• **Data to use**:
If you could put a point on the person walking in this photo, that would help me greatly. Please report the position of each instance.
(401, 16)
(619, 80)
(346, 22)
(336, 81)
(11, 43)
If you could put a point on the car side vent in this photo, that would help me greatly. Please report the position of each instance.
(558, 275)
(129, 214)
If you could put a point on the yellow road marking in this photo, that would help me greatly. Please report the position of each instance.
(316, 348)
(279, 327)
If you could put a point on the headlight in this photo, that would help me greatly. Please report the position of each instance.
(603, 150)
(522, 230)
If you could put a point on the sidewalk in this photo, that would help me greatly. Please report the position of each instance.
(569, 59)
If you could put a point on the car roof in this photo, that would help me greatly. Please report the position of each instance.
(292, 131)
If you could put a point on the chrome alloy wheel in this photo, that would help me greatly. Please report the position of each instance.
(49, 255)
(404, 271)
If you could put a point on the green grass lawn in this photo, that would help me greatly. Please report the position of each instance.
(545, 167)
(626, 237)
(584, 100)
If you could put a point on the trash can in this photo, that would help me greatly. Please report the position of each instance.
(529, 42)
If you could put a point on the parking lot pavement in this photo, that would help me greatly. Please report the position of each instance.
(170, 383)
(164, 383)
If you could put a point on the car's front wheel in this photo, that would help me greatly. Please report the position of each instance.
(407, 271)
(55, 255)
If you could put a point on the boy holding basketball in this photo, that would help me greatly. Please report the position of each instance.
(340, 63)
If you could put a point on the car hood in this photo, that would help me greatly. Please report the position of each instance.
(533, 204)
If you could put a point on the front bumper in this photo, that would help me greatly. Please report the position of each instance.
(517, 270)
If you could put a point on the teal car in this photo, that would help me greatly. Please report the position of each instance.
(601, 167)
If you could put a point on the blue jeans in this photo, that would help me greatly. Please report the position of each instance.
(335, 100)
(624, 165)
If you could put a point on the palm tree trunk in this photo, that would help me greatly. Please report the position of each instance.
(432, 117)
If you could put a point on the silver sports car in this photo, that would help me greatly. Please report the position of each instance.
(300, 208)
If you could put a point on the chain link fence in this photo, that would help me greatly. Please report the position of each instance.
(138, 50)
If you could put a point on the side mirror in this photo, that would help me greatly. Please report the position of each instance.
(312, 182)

• **What is being asked**: Each line from the one with "If you could put a point on the front" through the end of the entries above is to be returned word for word. Nothing else belongs in the answer.

• **Written solution**:
If you could put a point on the front bumper in this photo, that would help me greatly. Please report the position of each instance.
(517, 270)
If you could put a point on the teal car in this photo, that would help me greatly. Please report the position of each instance.
(601, 167)
If you could put a point on the blue jeans in this photo, that would help me greatly. Please report the position of each instance.
(335, 100)
(624, 165)
If you could put a point on the palm tree trunk in this photo, that would help me greatly. Please report the position of each instance.
(432, 117)
If you could put a point on the silver sports car in this photo, that would help me greatly. Please report the position of each instance.
(300, 208)
If you could put a point on the chain link fence in this photo, that would help me greatly. Please report the position of each instance.
(138, 50)
If you could put a point on the side mirror in this photo, that would help me greatly. Please report the position of each instance.
(312, 182)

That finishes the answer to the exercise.